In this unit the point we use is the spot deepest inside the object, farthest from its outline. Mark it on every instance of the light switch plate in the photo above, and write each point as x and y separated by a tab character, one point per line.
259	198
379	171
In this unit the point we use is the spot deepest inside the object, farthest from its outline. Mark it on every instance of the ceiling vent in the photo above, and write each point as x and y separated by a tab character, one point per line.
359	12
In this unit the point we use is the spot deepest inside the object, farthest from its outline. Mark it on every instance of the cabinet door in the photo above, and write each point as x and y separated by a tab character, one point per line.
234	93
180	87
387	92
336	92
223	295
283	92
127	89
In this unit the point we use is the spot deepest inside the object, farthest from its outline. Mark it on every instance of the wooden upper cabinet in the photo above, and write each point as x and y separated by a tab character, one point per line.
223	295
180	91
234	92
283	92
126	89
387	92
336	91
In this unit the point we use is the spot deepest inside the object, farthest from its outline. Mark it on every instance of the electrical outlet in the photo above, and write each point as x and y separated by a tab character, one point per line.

----------------

*THE EXERCISE*: Reproduce every line of the items above, requests included, and rescale the coordinates in the answers by multiplying each value by 1.15. Round each result to the nearest whole number, with halves rounded up.

*REPLY*:
In this unit the point we use is the spot deepest inside the object, farthest from its outline. Mark it on every instance of the light switch plate in the photo above, and write each point as x and y separated by a tab character, one point per line.
298	228
436	197
In this unit the point we use is the spot deepest inside the object, farthest from its outline. Mark it on every instance of the ceiling vent in the photo above, and write each point as x and y separated by a tab character, one point per line.
413	14
In this unit the point we use is the spot deepest inside the object, farthest from its outline. Mark it on every instance of the cabinet door in the photo above, and write each point as x and y separated by a tab character, one point per line.
269	107
207	100
445	106
386	106
256	339
325	106
146	102
In this unit the point we use is the spot deepest inside the object, farthest from its outline. Mark it on every instance of the wooden upper cabinet in the photo above, and write each point as x and y separated by a tab character, one point per line.
256	339
207	105
269	106
325	106
145	102
445	106
386	105
In this unit the point we use is the spot deepest inside the object, farthest from its outline. Mark it on every instance of the electrical outlet in the photo above, and write each point as x and y separated by a tab character, one point per line.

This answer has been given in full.